(Extract):

☆ ☆ ☆ ☆

CTO Thomas Geitner said: “Are we legally in a position to put in filters against VoIP? Well, I wouldn’t think anybody today would say we couldn’t do that. But clearly building a business case around this would not be a long term, sustainable strategy. Our view is we need to make sure we are cost competitive rather than trying to stop voice over IP.”

Content policies

On the content side, cost competitiveness will be important too, but more significant will be attracting unique and appealing partners. In some ways, the MVNOs, which lease capacity on a partner’s network to offer a highly branded service to a targeted demographic group, have a headstart.

The successful MVNOs, such as Virgin Mobile and ESPN Mobile, have already attracted a loyal customer base with their core products and so will have an easier task of building a well targeted content base. For a content owner like sports channel ESPN the job is particularly easy, since it can keep certain premium services exclusive to its network. Apple’s iTunes music store will be an important content offering for its cellco partners such as Cingular, but would have an even more powerful impact if Apple were ever to prove persistent rumors true and launch its own MVNO centered on the music platform.

☆ ☆ ☆ ☆

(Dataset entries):
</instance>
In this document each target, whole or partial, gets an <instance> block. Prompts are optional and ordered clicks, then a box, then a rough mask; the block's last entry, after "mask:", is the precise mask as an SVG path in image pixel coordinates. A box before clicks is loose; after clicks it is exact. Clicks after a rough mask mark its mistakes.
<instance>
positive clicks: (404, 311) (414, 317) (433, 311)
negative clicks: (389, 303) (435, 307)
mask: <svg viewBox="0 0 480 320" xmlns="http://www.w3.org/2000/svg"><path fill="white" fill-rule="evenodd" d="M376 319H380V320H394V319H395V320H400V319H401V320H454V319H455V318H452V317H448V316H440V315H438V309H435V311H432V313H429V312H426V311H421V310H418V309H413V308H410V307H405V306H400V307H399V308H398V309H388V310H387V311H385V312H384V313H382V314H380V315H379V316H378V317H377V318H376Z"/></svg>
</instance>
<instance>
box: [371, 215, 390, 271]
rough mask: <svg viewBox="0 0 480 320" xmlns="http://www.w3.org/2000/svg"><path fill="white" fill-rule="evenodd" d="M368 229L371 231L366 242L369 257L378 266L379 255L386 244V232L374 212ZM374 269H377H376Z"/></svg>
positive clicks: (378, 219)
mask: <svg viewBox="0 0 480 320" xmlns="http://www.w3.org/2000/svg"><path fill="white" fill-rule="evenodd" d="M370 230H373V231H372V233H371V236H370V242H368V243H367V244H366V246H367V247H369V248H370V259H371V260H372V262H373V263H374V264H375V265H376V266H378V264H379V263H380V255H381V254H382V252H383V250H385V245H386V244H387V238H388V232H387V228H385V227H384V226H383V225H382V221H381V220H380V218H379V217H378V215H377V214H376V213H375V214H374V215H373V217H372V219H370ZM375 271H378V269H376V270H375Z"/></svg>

☆ ☆ ☆ ☆

(Check your understanding):
[A] In the passage on VoIP and mobile content, copy the text between "Content policies" and "have a headstart.", inclusive, switching "demographic group" to "audience segment".
[B] Based on the passage on VoIP and mobile content, does each statement hold? Answer yes or no for each and quote the words that decide it. (i) Thomas Geitner regards a business case built around VoIP filters as a sustainable long-term strategy. (ii) MVNOs lease capacity on a partner's network. (iii) Apple has launched its own MVNO.

(Results of the tasks):
[A]
Content policies

On the content side, cost competitiveness will be important too, but more significant will be attracting unique and appealing partners. In some ways, the MVNOs, which lease capacity on a partner’s network to offer a highly branded service to a targeted audience segment, have a headstart.

[B]
(i) No: "But clearly building a business case around this would not be a long term, sustainable strategy."
(ii) Yes: "which lease capacity on a partner’s network to offer a highly branded service to a targeted demographic group"
(iii) No: "would have an even more powerful impact if Apple were ever to prove persistent rumors true and launch its own MVNO centered on the music platform"